PROBLEM TO SOLVE :: Take the part that opens with the line containing "Annotate the blue jeans" and closes with the line containing "<point>18,135</point>". Write out only those lines, replacing "bare tree" with "leafless tree" and leaving everything else as it is.

==*==

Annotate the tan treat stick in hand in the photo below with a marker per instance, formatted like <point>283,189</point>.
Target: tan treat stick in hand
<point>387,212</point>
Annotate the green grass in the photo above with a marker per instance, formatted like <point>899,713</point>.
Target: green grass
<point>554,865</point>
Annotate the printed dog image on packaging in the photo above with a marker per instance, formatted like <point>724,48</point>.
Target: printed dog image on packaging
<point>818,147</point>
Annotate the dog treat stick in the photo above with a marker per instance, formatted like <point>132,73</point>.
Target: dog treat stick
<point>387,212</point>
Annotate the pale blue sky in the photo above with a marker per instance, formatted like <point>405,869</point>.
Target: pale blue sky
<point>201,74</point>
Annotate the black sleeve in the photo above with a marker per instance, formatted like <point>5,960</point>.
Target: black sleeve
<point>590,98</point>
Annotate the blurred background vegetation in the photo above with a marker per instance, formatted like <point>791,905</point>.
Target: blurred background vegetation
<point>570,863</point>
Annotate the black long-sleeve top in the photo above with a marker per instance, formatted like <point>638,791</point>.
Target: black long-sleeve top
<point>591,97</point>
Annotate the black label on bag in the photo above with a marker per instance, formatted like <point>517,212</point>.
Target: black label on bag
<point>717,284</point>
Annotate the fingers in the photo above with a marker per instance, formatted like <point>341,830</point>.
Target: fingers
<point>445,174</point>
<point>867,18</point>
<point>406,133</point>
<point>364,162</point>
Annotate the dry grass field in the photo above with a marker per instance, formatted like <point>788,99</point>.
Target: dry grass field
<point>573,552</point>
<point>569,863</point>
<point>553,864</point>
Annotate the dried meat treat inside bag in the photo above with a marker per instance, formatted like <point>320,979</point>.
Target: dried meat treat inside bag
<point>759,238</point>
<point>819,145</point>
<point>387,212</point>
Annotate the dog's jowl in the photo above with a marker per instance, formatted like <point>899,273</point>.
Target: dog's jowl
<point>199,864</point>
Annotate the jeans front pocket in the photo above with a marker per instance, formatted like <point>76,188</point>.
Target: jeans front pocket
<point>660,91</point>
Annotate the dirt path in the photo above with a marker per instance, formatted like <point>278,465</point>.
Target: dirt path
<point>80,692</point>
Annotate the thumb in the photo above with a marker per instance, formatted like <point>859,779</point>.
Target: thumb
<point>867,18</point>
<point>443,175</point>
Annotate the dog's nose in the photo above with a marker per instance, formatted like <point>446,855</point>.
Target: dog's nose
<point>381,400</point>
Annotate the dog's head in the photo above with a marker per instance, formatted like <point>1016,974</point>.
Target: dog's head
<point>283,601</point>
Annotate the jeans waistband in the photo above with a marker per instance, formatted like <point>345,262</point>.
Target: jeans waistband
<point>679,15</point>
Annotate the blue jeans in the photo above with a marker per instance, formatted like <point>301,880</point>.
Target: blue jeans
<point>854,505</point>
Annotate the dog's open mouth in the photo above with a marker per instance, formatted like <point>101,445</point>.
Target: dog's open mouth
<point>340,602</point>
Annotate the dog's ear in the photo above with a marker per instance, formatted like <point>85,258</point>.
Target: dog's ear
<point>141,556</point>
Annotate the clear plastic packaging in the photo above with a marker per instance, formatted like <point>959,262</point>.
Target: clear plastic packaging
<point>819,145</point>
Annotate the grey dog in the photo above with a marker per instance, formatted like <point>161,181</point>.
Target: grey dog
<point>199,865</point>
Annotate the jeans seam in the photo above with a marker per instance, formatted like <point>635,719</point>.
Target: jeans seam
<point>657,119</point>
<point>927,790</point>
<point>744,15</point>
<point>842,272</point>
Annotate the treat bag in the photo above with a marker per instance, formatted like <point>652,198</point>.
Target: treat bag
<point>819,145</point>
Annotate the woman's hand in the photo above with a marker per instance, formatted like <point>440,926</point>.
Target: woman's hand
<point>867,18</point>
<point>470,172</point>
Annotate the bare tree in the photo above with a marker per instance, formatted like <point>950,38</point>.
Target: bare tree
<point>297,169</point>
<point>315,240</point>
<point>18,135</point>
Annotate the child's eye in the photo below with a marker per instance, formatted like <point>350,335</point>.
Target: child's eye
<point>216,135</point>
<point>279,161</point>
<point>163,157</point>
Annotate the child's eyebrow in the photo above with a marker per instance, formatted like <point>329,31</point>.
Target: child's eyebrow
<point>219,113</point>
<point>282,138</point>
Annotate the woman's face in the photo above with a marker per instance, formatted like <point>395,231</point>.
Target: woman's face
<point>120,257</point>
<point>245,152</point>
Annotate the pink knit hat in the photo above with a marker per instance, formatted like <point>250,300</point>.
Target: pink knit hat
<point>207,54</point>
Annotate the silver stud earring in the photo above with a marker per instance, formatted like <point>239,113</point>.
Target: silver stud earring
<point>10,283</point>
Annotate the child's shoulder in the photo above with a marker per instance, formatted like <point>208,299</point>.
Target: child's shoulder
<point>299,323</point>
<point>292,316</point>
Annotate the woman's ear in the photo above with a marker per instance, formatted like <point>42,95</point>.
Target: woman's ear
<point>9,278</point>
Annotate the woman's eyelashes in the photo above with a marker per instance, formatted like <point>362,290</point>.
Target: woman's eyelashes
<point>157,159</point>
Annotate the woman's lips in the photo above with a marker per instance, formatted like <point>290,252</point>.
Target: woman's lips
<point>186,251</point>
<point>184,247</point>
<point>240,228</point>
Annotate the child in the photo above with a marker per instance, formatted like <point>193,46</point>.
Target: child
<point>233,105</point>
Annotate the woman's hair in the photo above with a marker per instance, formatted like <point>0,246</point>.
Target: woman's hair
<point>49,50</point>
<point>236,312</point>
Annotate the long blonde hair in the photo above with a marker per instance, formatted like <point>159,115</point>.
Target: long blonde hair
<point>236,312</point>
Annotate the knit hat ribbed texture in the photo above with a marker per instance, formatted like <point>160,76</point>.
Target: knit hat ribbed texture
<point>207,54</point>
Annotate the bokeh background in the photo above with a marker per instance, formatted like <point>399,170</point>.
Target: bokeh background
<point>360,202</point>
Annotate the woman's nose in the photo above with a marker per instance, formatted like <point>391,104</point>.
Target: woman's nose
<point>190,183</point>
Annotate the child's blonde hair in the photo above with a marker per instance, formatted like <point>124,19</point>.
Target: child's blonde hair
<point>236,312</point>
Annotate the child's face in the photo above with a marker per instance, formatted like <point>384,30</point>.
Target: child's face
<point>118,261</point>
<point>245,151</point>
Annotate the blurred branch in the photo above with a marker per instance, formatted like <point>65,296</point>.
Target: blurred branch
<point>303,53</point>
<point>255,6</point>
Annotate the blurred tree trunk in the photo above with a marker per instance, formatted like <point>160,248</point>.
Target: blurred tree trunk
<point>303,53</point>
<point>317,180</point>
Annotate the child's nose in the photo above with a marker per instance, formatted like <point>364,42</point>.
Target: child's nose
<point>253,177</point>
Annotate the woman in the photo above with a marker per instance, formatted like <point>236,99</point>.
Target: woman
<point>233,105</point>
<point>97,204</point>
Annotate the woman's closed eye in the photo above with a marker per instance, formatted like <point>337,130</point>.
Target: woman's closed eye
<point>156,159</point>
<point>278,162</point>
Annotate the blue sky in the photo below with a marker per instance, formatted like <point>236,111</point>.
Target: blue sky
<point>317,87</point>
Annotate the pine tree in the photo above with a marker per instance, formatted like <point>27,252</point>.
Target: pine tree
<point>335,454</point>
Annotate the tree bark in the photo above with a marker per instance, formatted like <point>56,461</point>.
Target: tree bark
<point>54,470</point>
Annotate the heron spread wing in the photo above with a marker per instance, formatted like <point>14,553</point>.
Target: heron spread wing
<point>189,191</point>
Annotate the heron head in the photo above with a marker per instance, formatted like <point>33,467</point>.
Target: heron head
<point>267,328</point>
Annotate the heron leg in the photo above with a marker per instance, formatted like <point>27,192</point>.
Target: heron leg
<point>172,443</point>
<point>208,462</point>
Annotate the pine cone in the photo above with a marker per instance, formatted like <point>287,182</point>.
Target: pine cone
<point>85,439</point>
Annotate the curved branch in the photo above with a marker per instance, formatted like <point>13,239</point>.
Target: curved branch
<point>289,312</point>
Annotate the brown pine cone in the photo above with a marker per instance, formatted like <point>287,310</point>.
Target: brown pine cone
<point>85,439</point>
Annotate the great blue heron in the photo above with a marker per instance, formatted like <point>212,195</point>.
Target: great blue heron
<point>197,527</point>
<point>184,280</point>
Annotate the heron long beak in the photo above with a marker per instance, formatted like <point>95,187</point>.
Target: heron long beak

==*==

SOLUTION ::
Annotate the blue jeans in the photo above with a marker per instance, formatted like <point>301,880</point>.
Target: blue jeans
<point>854,505</point>
Annotate the dog's open mouth in the photo above with a marker per instance, formatted like <point>101,445</point>.
Target: dog's open mouth
<point>340,602</point>
Annotate the dog's ear in the photo above with a marker per instance, formatted like <point>85,258</point>.
Target: dog's ear
<point>141,556</point>
Annotate the clear plastic packaging in the photo above with a marker per instance, formatted like <point>959,262</point>.
Target: clear plastic packaging
<point>819,145</point>
Annotate the grey dog in the photo above with a marker per instance, formatted like <point>161,181</point>.
Target: grey dog
<point>199,865</point>
Annotate the jeans seam in the photo above with a marker per instance, formatted like <point>635,719</point>.
Target: jeans seam
<point>657,119</point>
<point>927,790</point>
<point>744,15</point>
<point>842,272</point>
Annotate the treat bag in the photo above with a marker per instance, formatted like <point>652,198</point>.
Target: treat bag
<point>819,145</point>
Annotate the woman's hand in the photo above with a marker per instance, formatted like <point>440,926</point>.
Target: woman's hand
<point>867,18</point>
<point>470,172</point>
Annotate the leafless tree in the photo above with a marker per instance, formatted like <point>950,38</point>.
Target: leafless tree
<point>297,169</point>
<point>315,240</point>
<point>18,135</point>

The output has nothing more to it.